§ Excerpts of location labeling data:
** BEGIN **

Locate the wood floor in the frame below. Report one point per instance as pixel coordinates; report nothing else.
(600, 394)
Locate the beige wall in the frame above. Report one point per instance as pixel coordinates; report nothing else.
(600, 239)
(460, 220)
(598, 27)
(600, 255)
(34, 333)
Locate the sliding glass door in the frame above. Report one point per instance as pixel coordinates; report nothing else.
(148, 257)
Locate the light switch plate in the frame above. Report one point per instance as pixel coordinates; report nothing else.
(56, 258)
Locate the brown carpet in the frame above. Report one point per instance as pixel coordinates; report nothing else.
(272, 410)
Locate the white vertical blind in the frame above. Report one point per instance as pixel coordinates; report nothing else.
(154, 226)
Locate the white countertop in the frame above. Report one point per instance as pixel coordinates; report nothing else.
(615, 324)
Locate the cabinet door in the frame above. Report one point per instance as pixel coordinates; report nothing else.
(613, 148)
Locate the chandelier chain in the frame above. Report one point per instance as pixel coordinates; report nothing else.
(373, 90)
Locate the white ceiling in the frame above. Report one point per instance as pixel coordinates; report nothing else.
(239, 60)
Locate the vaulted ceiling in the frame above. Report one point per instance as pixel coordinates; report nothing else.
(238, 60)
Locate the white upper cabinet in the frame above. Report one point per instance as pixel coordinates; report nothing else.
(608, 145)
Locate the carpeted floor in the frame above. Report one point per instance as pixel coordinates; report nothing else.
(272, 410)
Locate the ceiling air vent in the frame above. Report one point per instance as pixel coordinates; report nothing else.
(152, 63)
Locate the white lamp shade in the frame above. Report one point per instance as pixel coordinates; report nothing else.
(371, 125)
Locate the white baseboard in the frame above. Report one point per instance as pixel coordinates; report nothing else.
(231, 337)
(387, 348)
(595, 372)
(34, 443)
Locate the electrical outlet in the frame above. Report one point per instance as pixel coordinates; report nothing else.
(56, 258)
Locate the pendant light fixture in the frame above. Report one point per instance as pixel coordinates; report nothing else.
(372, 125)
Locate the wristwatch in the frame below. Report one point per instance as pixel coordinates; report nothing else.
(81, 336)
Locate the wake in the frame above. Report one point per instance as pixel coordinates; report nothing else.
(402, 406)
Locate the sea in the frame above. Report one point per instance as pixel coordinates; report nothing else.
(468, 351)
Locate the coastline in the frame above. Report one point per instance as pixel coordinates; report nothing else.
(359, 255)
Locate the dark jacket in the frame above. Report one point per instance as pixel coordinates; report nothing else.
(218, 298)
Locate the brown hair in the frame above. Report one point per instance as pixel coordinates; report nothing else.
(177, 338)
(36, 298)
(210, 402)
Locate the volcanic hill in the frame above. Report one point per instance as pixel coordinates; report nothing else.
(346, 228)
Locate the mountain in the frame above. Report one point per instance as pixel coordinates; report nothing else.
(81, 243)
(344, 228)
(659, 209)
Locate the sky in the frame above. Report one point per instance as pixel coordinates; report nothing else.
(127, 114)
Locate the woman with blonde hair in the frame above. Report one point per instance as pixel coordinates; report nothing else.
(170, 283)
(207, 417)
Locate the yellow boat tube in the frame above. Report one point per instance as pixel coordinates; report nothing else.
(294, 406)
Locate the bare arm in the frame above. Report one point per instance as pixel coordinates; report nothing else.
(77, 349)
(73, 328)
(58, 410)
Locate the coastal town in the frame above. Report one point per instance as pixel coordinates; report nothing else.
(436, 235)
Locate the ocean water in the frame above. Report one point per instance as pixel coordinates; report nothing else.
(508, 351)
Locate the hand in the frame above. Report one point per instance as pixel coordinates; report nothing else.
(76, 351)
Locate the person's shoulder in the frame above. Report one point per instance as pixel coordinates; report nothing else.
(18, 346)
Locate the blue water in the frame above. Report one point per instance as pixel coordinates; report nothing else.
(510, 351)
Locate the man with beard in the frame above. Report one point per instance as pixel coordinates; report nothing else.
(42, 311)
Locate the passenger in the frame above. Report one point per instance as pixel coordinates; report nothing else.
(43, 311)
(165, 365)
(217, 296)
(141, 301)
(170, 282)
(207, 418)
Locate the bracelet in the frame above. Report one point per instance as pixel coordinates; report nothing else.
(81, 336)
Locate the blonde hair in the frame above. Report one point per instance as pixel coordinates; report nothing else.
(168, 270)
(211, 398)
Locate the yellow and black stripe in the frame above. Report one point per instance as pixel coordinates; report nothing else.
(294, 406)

** END **

§ What to do: Print out every record again, exactly and in full.

§ Solution below:
Locate the wood floor in the frame below. Report one point per instance as pixel coordinates; report nothing else.
(600, 394)
Locate the beige wall in the frame above. Report one point per instance as pixel coordinates; report nothing else.
(600, 239)
(460, 220)
(598, 27)
(600, 255)
(34, 333)
Locate the sliding glass door in the frame above. Report one point per instance as pixel coordinates; report nothing else.
(148, 257)
Locate the light switch plate in the frame above. Report one point per instance as pixel coordinates; report nothing else.
(56, 258)
Locate the brown carpet in the frame above. Report one point per instance as pixel coordinates; report nothing else.
(272, 410)
Locate the white vertical blind in the frame above. Report one point per instance as pixel coordinates; report nothing else.
(154, 226)
Locate the white countertop in the frame above. Report one point per instance as pixel coordinates; report nothing else.
(615, 324)
Locate the cabinet door in the frame above. Report one point per instance as pixel coordinates; report nothing else.
(613, 148)
Locate the chandelier chain in the frame above. Report one point per instance as pixel coordinates; report nothing else.
(373, 90)
Locate the white ceiling in the frame above. Report one point per instance as pixel coordinates; report nothing else.
(239, 60)
Locate the vaulted ceiling in the frame above. Report one point per instance as pixel coordinates; report nothing else.
(238, 60)
Locate the white upper cabinet in the frame above. Report one point per instance as pixel coordinates; report nothing else.
(608, 145)
Locate the carpeted floor in the frame above. Report one point per instance as pixel coordinates; report nothing else.
(272, 410)
Locate the ceiling air vent in the frame above. Report one point per instance as pixel coordinates; report nothing else.
(152, 63)
Locate the white lamp shade in the frame above. Report one point per instance as pixel coordinates; report nothing else.
(371, 125)
Locate the white baseboard in the frame above. Report one point per instance as pixel coordinates; report nothing else.
(231, 337)
(387, 348)
(595, 372)
(34, 443)
Locate the electrical outlet in the frame above. Report one point per instance as pixel coordinates; report nothing else.
(56, 258)
Locate the pendant light fixture in the frame above. Report one point per instance as pixel coordinates; report nothing else.
(372, 125)
Locate the wristwatch in the frame below. Report one point per instance as pixel coordinates; report nothing else.
(81, 336)
Locate the wake in the frame above. Report one point per instance as pixel coordinates; report nothing else.
(402, 406)
Locate the sea in the frame above. Report one point per instance as pixel coordinates; report nothing else.
(468, 351)
Locate the coastline in the frame above. Report one point per instance as pixel coordinates; report nothing else.
(359, 255)
Locate the dark jacket in the frame above. Report one point per instance as pixel coordinates; report nothing else.
(218, 298)
Locate the brown hair in the frame above. Report one point per instance as pixel coordinates; report nothing else.
(177, 338)
(36, 298)
(210, 402)
Locate the volcanic hill in the frame above. Report one point per instance as pixel coordinates; report nothing else.
(346, 228)
Locate the mountain in the frame above. Report one point per instance as pixel coordinates; report nothing else.
(81, 243)
(344, 228)
(659, 209)
Locate the sky in the frame above. Report one point per instance as pixel coordinates; report nothing else.
(127, 114)
Locate the woman with blonde hair in the frame above. Report one point per instance as pixel coordinates; report nothing else.
(170, 283)
(207, 417)
Locate the yellow boat tube in the frame above. Report one point per instance as pixel coordinates; report nothing else.
(294, 406)
Locate the bare arm in the frame above. Report one point per instance as pixel coordinates; report nothing else.
(77, 349)
(73, 328)
(58, 410)
Locate the coastal town in the frame above. Report one point per instance as pixel coordinates; report nothing else.
(436, 235)
Locate the ocean water in the frame above. Report one point per instance as pixel coordinates; report nothing else.
(508, 351)
Locate the hand in the frame above. Report one point per instance as pixel coordinates; report nothing else.
(76, 351)
Locate the person's shoulder in the frame above. Report one point per instance as pixel coordinates; report nothing else.
(18, 346)
Locate the blue water in the frame above. Report one point per instance as pixel coordinates; report nothing else.
(510, 351)
Locate the man with beard in the frame above. Report one point per instance as pixel coordinates; report nothing else.
(42, 311)
Locate the passenger in the frame above. Report one point per instance as pixel coordinates; report nothing else.
(43, 311)
(165, 365)
(217, 296)
(141, 301)
(170, 282)
(207, 418)
Locate the bracelet in the frame above. Report one point per instance as pixel coordinates; report nothing else.
(81, 336)
Locate the blonde hair in the frame above. Report one point per instance as pixel coordinates; report nothing else.
(168, 270)
(211, 398)
Locate the yellow and black stripe in the frame above. Report one point per instance as pixel coordinates; report nothing else.
(294, 406)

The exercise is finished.